**DATA ROWS**
+--

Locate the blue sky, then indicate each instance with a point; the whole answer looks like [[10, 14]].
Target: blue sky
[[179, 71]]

+--

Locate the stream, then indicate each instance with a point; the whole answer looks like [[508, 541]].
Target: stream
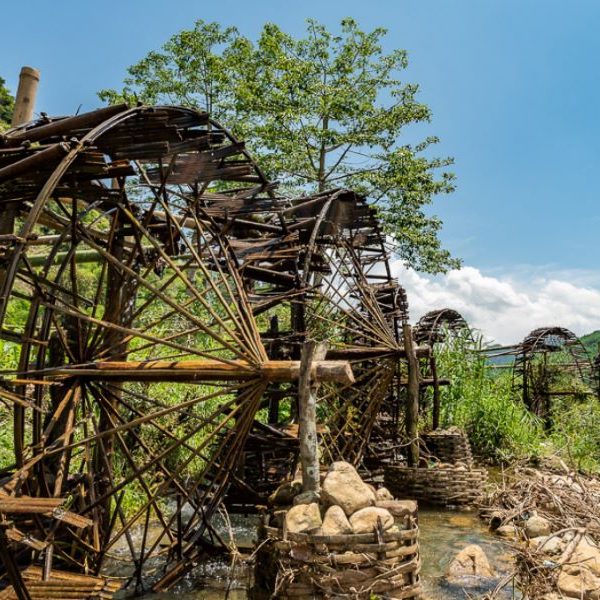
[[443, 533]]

+--

**EXERCISE REQUIREMENTS**
Rewrite the lines from the line with "Locate the blue" up to and including the line with "[[179, 71]]", with the requests included. Multiply every coordinate in the answers by 0.85, rounding to whole numbers with halves rounded up.

**ANSWER**
Locate the blue sky, then indicate each instance with a point; the whole answer looks like [[10, 14]].
Target: blue sky
[[152, 60]]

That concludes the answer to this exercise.